# start of Stored rows

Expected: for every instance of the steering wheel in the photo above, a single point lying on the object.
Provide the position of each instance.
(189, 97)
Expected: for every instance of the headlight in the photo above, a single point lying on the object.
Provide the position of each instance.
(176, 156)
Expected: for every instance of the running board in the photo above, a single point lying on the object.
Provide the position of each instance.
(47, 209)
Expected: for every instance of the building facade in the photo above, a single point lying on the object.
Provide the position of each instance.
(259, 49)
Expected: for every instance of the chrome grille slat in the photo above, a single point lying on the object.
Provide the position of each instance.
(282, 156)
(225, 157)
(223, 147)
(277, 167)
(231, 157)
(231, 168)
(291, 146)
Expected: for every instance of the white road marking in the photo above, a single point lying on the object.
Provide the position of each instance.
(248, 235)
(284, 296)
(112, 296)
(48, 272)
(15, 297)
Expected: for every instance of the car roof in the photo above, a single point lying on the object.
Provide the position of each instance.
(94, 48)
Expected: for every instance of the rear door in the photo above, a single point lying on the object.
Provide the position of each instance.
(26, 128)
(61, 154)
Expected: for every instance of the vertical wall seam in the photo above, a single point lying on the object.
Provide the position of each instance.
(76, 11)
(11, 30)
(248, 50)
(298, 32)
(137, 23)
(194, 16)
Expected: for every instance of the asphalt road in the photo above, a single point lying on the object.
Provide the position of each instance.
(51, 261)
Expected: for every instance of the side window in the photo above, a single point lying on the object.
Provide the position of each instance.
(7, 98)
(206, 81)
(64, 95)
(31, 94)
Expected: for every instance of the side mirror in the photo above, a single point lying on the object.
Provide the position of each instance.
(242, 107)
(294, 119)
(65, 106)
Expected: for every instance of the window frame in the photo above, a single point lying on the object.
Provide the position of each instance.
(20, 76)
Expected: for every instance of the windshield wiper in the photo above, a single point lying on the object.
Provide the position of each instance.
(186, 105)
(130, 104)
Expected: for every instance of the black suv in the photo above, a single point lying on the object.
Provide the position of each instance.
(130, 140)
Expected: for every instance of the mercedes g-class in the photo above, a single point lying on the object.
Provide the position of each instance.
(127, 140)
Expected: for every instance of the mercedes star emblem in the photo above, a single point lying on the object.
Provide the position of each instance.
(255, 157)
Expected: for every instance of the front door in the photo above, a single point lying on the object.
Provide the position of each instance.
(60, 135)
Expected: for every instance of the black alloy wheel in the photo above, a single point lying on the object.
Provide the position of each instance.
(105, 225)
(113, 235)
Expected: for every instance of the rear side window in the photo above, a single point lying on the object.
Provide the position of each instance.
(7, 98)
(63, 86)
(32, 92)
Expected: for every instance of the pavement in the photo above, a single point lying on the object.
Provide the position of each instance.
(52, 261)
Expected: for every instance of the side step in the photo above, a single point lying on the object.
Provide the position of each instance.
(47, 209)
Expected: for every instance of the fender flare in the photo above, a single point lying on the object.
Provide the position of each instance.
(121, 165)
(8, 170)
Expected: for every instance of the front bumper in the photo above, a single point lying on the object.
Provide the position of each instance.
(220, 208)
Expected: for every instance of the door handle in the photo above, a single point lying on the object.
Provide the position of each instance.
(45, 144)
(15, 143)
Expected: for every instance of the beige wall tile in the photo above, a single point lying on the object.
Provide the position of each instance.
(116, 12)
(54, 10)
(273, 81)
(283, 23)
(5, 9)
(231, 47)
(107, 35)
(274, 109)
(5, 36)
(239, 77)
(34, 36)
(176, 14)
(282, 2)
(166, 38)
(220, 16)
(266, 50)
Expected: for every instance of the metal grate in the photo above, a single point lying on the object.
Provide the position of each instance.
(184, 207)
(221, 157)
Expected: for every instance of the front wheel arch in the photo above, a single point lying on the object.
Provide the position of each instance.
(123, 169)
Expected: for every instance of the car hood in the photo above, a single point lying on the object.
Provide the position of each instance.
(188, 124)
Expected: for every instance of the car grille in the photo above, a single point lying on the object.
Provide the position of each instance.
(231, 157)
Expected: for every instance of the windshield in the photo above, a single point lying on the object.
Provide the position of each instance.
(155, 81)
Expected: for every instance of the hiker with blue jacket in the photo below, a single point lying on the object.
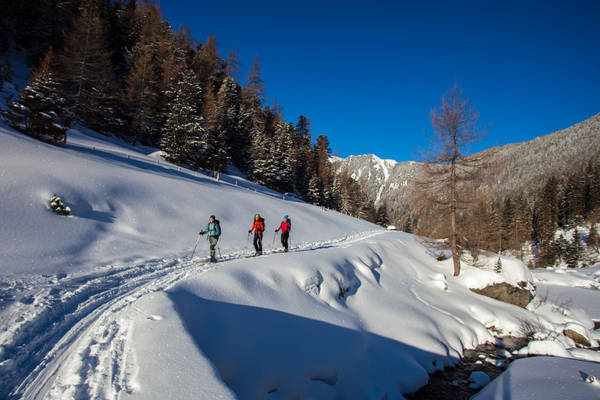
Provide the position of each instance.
(213, 229)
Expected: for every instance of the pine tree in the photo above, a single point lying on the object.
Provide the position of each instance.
(231, 123)
(84, 65)
(40, 112)
(574, 251)
(593, 239)
(255, 82)
(144, 79)
(233, 65)
(214, 146)
(183, 130)
(547, 218)
(315, 191)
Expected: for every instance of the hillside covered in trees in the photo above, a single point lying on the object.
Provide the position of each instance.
(527, 198)
(119, 68)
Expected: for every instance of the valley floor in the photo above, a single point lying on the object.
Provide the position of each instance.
(358, 317)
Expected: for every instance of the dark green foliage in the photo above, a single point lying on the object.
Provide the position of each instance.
(40, 111)
(183, 130)
(118, 70)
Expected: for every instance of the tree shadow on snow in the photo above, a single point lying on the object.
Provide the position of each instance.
(147, 165)
(264, 353)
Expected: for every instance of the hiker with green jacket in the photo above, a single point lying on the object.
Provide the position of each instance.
(213, 229)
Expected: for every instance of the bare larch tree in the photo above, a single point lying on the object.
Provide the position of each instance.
(447, 170)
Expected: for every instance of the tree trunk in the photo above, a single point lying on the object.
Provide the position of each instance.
(453, 207)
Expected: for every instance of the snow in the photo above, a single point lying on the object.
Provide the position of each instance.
(107, 303)
(478, 379)
(548, 378)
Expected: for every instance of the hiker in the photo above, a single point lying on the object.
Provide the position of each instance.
(285, 227)
(258, 227)
(213, 229)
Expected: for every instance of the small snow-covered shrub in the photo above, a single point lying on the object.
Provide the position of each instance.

# end of Stored rows

Reproduce every one of the entries above word for word, leaving out the pictures.

Expected: for every instance of the steering wheel in the photo above, a single point lying on the object.
Provide the position of each instance.
(189, 97)
Expected: for every instance of the headlight in the photo above, a single point lying on the object.
Provide the position of each instance.
(176, 156)
Expected: for every instance of the running board in the photo above, a single point lying on the object.
Provide the position of each instance.
(47, 209)
Expected: for every instance of the building facade in the photo above, a single point lying on the object.
Provide the position of each instance.
(259, 49)
Expected: for every instance of the chrome grille slat in the photo above, a single point lying on the object.
Provide the position of each instance.
(282, 156)
(225, 157)
(223, 147)
(277, 167)
(231, 157)
(231, 168)
(291, 146)
Expected: for every instance of the white road marking in the photo above, a single point lying on the object.
Provide the position of each instance.
(248, 235)
(284, 296)
(112, 296)
(48, 272)
(15, 297)
Expected: for every instance of the car roof in the photo above, a single point lying on the object.
Provide the position of each instance.
(94, 48)
Expected: for every instance of the rear door in the photo above, a single point lying on the object.
Provide the position of each instance.
(26, 128)
(61, 154)
Expected: for every instance of the vertical wall seam in the photo above, a single point lying on the object.
Provide the position of each instance.
(76, 11)
(11, 30)
(248, 50)
(298, 32)
(137, 23)
(194, 16)
Expected: for every instance of the asphalt road in the photo above, a single point lying on the object.
Provide the position of each instance.
(51, 261)
Expected: for every instance of the side window in the photo above, a single point lying on the object.
Provide the position of each instance.
(7, 98)
(206, 81)
(64, 95)
(31, 94)
Expected: for every instance of the side mirror in the photo above, a single point lying on the object.
Provide the position of each instance.
(242, 107)
(294, 119)
(65, 106)
Expected: for every instance of the window frame in the photo above, a single point lying on the object.
Provide the position of each instance.
(20, 76)
Expected: for every instance of the windshield wiper in the photo above, a single point lying on the object.
Provide the position of each instance.
(186, 105)
(130, 104)
Expected: for every instance of the black suv in the photo above, a single point lying on the object.
Provide the position of each instance.
(130, 140)
Expected: for every instance of the mercedes g-class in the photo above, a single point lying on the object.
Provide the position of each instance.
(127, 140)
Expected: for every instance of the mercedes star emblem in the photo above, a single point lying on the object.
Provide the position of each instance.
(255, 157)
Expected: for every instance of the front door in the photo above, a single point lying on the object.
Provide the position of each instance.
(60, 135)
Expected: for every instance of the black alloy wheel in the photo above, a single point lying on the object.
Provide the position of each instance.
(105, 225)
(113, 235)
Expected: for every instance of the rear side window in the photo above, a single point lying on the object.
Provide the position of each instance.
(7, 98)
(63, 86)
(32, 92)
Expected: for every instance of the pavement in the photo above, a single point lying on the object.
Provide the position of each instance.
(52, 261)
Expected: for every instance of the side step in the photo above, a single point lying on the object.
Provide the position of each instance.
(47, 209)
Expected: for every instance of the fender flare in the photo above, a single point lying on the object.
Provide the position of each instance.
(121, 165)
(8, 170)
Expected: for every instance of the front bumper in the photo above, a single point lying on the object.
Provide the position of each instance.
(220, 208)
Expected: for every instance of the door handle in the photo above, a single point lying on the object.
Provide the position of each instance.
(45, 144)
(15, 143)
Expected: for every instance of the beige wall tile in the photo above, a single point lying on the object.
Provide the position of each instance.
(116, 12)
(54, 10)
(273, 81)
(283, 23)
(5, 9)
(231, 47)
(107, 35)
(274, 109)
(5, 36)
(239, 77)
(34, 36)
(176, 14)
(282, 2)
(166, 38)
(220, 16)
(266, 50)
Expected: for every instance of the metal grate in the photo above, a single point lying on the object.
Provide the position of each instance.
(184, 207)
(221, 157)
Expected: for every instance of the front wheel arch in the photo above, a single point lying on the object.
Provide the position of each instance.
(123, 169)
Expected: for every instance of the car hood in the photo above, a single point lying on the object.
Provide the position of each instance.
(188, 124)
Expected: for every instance of the car grille in the photo above, a single point lying on the object.
Provide the position of each instance.
(231, 157)
Expected: for every instance of the windshield in the photo above, a single point lying on the object.
Provide the position of each instance.
(155, 81)
Expected: for every instance of the hiker with blue jacket in the photo below, a single point lying on the object.
Provide the position of each instance.
(213, 229)
Expected: for every instance of the pine tree in the photo above, a single point lying on the object.
Provide the position of each instance.
(231, 123)
(84, 65)
(40, 112)
(574, 251)
(593, 239)
(255, 82)
(144, 79)
(233, 65)
(214, 146)
(183, 130)
(547, 218)
(315, 191)
Expected: for every instance of the hillside covered in trees in the photo above, a single point lying on the object.
Provide the position of each instance.
(527, 198)
(119, 68)
Expected: for every instance of the valley floor in the photo above, a single point lying on the object.
Provide the position of each instance.
(358, 317)
Expected: for every instance of the dark green foliage in the photo above, a single point lying on the object.
Provide the position of each instance.
(40, 111)
(183, 130)
(118, 70)
Expected: for every instance of the tree shadow on snow in the photo above, a single point lying on the object.
Provide the position of each instance.
(147, 165)
(264, 353)
Expected: for every instance of the hiker with green jacket in the photo above, a single point lying on the object.
Provide the position of each instance.
(213, 229)
Expected: for every instance of the bare larch tree in the photo above, a single point lying on the object.
Provide the position of each instance.
(447, 170)
Expected: for every instance of the tree trunk in the photo above, a single point lying on the object.
Provide the position of each instance.
(453, 207)
Expected: for every instance of the snow in the photo above, a single point lying on the object.
Provide the position of each instance.
(107, 303)
(478, 379)
(548, 378)
Expected: for every instance of the hiker in the photo above, a single point lying on the object.
Provide the position of each instance.
(285, 227)
(258, 227)
(213, 229)
Expected: for every instance of the small snow-covered shrub in the photo above, a single point lying on the object.
Provide the position of each instance.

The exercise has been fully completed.